» Суть задания: Оформите в виде таблицы Markdown строки, начиная со строки, где есть "Tag any visible orange", и заканчивая строкой с "853;505;915;633" включительно. Пустые строки пропустите, а столбцы назовите «Номер» и «Строка».

Записи коллекции:
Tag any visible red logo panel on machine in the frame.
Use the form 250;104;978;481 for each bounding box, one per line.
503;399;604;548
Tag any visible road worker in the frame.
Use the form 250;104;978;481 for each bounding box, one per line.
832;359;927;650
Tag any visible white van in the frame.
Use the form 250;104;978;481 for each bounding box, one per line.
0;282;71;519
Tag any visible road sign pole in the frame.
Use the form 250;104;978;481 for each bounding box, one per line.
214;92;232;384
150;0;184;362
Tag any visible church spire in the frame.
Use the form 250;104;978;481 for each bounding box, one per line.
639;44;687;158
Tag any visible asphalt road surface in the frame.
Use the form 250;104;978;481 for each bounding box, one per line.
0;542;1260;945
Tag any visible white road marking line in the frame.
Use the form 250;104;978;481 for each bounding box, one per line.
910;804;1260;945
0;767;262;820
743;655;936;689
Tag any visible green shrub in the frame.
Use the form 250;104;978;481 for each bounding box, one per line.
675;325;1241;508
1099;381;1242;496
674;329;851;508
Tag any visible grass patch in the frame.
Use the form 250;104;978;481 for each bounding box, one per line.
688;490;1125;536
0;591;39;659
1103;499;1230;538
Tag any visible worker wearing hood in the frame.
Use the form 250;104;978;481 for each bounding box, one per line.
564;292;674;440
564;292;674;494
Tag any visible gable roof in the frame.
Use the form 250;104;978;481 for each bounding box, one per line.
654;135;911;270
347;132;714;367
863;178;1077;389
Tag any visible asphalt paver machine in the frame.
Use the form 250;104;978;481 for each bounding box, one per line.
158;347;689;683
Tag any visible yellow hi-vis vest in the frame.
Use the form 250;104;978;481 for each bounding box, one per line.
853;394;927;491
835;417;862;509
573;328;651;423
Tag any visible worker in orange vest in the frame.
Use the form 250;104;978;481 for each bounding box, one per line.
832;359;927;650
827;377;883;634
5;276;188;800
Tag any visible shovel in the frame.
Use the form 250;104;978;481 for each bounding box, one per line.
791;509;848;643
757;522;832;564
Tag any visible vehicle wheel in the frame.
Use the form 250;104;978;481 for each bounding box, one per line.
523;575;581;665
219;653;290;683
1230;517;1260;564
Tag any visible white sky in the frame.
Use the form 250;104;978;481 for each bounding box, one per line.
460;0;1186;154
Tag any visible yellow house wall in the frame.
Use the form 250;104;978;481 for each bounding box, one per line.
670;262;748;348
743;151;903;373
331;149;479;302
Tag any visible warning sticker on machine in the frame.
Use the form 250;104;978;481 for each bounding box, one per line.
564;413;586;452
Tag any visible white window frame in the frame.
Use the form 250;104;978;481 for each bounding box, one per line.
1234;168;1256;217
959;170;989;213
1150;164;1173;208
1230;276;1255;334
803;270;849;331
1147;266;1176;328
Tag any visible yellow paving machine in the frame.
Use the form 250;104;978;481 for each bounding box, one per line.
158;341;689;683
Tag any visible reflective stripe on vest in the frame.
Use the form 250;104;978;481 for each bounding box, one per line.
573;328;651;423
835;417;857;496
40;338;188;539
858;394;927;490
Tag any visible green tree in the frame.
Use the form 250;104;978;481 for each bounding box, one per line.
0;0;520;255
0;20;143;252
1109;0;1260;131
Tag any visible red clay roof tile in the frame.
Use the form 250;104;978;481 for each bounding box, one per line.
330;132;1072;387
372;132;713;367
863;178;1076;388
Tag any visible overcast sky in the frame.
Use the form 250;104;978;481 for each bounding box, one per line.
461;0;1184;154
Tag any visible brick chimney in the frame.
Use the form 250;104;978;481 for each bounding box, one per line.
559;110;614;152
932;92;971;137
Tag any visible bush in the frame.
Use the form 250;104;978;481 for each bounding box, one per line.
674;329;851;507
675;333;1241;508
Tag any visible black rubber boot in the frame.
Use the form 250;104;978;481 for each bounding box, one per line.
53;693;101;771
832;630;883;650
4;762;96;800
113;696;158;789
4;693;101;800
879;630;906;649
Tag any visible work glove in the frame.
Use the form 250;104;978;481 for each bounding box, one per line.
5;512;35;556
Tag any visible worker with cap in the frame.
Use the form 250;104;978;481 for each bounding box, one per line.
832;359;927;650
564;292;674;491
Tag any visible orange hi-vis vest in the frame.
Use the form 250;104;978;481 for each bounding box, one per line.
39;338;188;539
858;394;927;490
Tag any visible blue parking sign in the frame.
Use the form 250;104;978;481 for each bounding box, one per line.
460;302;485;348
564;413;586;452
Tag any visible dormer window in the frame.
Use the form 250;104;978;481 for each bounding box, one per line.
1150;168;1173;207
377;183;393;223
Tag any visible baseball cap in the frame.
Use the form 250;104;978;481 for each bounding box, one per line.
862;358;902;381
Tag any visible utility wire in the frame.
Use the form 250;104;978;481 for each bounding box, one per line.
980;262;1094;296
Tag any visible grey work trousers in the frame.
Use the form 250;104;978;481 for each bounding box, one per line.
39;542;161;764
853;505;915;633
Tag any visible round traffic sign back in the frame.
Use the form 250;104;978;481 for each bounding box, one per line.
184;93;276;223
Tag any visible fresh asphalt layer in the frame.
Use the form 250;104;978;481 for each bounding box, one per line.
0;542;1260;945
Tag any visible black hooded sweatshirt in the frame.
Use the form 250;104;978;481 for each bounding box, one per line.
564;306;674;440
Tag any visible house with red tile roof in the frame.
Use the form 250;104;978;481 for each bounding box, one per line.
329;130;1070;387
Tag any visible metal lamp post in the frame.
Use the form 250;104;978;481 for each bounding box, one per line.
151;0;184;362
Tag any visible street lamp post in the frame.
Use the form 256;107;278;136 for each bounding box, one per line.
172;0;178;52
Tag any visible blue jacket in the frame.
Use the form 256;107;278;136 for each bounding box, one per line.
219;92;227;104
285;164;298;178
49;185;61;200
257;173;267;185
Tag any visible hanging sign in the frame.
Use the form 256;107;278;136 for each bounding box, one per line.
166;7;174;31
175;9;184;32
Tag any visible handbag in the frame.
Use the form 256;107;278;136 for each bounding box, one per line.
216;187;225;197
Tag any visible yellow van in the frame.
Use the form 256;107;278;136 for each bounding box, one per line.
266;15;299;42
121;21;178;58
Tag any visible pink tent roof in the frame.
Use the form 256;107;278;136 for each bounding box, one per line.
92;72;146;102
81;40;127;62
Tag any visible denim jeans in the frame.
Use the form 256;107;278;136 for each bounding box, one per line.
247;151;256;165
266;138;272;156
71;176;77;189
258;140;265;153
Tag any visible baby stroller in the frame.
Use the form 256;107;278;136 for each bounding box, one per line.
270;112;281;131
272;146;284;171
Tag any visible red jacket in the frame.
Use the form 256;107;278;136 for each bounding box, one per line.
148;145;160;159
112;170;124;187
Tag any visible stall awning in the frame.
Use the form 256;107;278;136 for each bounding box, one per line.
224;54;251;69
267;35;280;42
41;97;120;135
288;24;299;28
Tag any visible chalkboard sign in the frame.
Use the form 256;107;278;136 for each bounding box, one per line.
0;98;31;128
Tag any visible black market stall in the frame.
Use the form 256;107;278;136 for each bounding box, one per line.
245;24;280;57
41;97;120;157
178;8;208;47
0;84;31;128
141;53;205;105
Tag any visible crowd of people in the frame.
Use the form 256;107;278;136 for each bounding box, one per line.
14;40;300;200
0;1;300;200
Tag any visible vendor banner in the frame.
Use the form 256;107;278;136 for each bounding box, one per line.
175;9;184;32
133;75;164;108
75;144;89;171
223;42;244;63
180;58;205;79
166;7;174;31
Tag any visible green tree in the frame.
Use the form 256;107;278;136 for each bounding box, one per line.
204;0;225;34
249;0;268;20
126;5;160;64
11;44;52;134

...

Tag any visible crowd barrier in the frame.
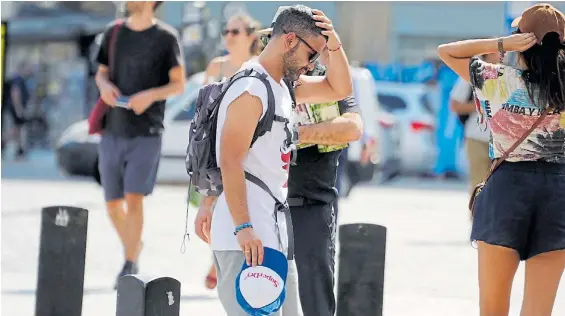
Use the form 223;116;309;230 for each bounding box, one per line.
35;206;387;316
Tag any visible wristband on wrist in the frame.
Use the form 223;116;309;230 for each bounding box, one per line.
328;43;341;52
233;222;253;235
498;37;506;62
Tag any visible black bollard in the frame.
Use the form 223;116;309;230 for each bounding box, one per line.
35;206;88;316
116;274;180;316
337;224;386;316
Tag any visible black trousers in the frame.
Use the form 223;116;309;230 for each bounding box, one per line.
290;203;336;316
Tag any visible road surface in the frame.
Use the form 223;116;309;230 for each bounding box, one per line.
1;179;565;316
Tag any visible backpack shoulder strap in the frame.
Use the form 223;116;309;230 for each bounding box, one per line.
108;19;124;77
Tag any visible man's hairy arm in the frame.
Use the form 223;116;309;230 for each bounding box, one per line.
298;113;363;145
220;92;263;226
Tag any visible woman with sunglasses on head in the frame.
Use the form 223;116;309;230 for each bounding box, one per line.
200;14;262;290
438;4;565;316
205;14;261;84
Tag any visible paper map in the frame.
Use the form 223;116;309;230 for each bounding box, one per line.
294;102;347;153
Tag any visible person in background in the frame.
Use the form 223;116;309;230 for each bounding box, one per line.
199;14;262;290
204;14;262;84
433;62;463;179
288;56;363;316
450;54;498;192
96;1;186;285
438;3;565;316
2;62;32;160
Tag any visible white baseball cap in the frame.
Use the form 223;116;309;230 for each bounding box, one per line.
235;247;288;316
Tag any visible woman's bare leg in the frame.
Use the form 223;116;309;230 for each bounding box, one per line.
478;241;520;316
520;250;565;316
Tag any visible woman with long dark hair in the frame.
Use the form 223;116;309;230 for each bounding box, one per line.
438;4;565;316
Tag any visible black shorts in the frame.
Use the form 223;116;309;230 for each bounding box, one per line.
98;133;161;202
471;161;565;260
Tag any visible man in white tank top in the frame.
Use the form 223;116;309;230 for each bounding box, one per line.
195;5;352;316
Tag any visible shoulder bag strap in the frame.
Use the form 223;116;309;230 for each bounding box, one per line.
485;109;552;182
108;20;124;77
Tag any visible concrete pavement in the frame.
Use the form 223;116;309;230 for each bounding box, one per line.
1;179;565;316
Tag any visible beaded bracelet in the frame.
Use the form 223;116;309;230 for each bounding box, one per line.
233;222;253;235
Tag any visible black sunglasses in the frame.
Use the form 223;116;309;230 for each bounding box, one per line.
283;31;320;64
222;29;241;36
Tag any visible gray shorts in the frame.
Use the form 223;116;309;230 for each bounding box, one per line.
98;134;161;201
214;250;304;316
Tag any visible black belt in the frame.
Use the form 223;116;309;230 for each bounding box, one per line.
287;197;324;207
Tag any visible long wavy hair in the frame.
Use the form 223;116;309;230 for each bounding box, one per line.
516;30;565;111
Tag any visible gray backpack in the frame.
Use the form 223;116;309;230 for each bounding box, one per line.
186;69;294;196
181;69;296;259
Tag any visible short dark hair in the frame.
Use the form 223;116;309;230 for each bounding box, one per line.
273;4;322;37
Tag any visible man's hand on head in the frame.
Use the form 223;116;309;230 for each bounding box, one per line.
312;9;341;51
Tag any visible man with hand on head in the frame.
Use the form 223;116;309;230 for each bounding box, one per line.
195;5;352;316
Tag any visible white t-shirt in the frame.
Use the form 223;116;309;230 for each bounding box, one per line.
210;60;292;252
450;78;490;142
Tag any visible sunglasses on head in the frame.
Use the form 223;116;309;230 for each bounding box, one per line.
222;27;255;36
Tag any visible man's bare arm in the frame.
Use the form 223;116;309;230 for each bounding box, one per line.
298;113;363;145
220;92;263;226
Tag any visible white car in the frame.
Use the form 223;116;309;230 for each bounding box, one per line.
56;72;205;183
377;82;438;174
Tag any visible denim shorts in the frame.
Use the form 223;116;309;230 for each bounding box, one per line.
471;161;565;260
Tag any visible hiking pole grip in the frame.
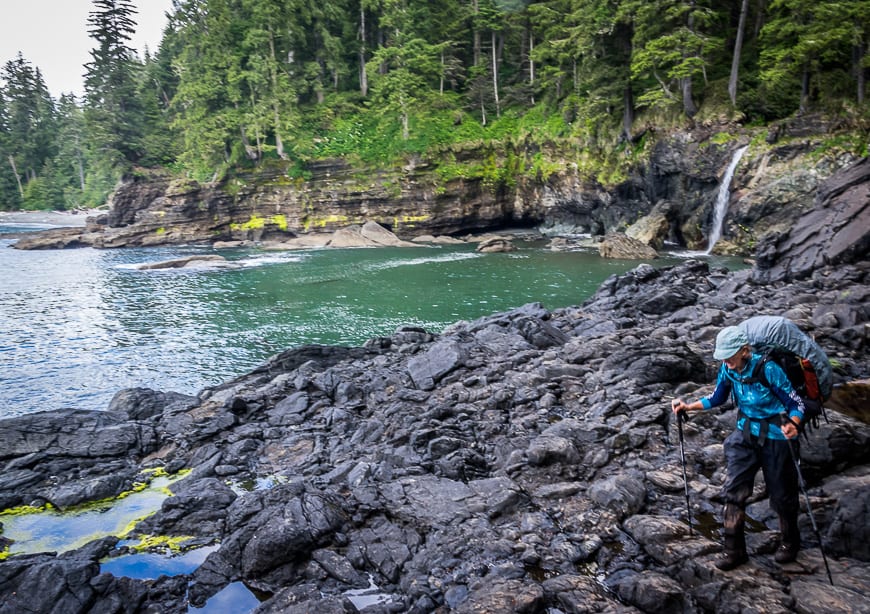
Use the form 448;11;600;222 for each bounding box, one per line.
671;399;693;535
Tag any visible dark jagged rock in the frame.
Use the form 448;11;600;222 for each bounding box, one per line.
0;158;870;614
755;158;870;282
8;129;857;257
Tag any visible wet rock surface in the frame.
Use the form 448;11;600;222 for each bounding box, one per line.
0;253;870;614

--

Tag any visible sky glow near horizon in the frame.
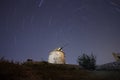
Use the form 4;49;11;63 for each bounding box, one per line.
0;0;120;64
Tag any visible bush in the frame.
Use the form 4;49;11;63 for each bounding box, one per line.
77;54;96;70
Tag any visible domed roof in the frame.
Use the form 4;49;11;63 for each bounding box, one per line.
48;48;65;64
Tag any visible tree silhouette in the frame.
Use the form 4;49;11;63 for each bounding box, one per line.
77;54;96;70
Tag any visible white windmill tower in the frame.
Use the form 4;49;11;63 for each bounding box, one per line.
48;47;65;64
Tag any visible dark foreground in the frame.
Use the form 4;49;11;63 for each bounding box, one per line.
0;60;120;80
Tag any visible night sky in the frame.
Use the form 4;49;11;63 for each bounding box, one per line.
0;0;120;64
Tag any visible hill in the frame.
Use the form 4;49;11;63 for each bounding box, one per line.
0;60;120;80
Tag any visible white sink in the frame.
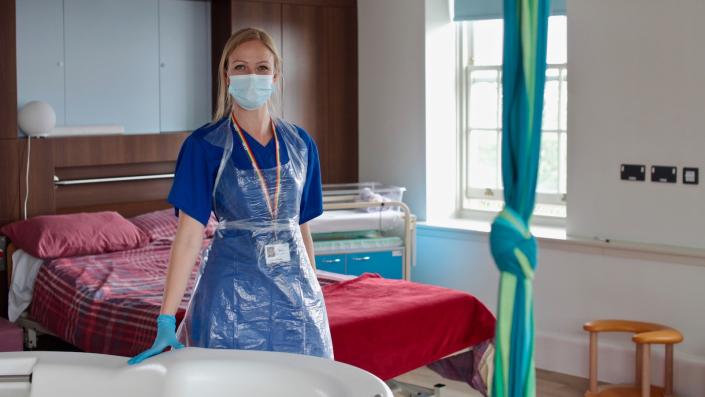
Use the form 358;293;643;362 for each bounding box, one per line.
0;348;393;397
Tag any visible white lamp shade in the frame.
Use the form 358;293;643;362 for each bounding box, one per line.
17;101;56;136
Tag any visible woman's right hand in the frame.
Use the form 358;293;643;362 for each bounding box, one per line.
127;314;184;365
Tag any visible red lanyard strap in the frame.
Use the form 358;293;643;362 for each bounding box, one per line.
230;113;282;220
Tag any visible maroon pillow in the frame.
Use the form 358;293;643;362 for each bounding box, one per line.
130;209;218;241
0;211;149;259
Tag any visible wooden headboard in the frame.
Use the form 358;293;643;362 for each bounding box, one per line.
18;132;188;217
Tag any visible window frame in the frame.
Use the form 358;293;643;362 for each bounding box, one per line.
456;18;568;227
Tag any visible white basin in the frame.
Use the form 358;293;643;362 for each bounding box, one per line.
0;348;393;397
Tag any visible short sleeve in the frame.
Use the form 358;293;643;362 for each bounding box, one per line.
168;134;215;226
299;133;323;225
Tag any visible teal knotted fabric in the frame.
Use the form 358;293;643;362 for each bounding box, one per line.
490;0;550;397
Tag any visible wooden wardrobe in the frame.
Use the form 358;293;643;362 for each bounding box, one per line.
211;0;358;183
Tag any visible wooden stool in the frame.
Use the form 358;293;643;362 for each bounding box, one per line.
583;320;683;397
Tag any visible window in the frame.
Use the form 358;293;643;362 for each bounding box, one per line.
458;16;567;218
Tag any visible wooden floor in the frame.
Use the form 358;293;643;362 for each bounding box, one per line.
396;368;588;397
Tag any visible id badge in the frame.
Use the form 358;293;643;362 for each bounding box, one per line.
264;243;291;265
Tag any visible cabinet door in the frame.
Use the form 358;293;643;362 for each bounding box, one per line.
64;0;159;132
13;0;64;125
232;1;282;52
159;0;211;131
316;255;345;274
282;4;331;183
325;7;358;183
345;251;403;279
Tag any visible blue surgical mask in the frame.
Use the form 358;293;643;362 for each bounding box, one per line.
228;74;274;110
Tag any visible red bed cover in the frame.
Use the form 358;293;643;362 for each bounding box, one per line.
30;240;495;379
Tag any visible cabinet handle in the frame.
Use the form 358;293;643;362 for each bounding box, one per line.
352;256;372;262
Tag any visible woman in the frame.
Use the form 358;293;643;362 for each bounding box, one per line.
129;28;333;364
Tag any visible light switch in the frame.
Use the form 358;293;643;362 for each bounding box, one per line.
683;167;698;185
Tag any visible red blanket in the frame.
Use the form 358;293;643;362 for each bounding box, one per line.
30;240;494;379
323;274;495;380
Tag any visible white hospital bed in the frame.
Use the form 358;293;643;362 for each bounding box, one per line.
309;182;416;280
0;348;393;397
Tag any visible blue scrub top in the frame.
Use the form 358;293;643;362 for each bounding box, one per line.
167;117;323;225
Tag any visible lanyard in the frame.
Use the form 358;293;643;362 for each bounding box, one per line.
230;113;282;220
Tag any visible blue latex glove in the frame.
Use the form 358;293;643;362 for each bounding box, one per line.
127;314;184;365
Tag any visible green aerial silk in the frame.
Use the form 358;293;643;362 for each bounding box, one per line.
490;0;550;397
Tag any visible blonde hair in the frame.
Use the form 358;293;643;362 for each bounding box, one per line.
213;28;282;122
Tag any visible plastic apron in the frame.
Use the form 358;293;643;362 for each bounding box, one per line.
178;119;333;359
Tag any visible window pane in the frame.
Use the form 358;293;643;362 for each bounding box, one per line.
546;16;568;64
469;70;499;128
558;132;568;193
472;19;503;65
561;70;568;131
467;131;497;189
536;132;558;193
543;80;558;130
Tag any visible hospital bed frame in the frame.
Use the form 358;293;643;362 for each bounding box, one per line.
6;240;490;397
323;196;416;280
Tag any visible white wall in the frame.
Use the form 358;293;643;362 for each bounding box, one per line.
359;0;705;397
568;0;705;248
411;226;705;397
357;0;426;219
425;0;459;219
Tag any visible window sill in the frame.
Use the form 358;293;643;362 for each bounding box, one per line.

» Полный ответ:
| Номер | Строка |
|---|---|
| 1 | Tag any visible orange hi-vis vest in the frame. |
| 2 | Use the form 250;104;978;481 for each bounding box, one per line. |
| 3 | 39;338;188;539 |
| 4 | 858;394;927;490 |
| 5 | Tag any visible blue parking sign in the frame. |
| 6 | Use the form 250;104;978;481 for each bounding box, one per line. |
| 7 | 460;302;485;348 |
| 8 | 564;413;586;452 |
| 9 | Tag any visible dormer window in the frame. |
| 10 | Use the form 250;104;978;481 for each bounding box, one per line. |
| 11 | 1150;168;1173;207 |
| 12 | 377;183;393;223 |
| 13 | Tag any visible baseball cap in the frame. |
| 14 | Use the form 250;104;978;481 for each bounding box, one per line. |
| 15 | 862;358;902;381 |
| 16 | Tag any visible utility wire in the frame. |
| 17 | Use the form 250;104;978;481 for each bounding box, one per line. |
| 18 | 980;262;1094;296 |
| 19 | Tag any visible grey work trousers in the frame. |
| 20 | Use the form 250;104;978;481 for each bounding box, one per line. |
| 21 | 39;542;161;764 |
| 22 | 853;505;915;633 |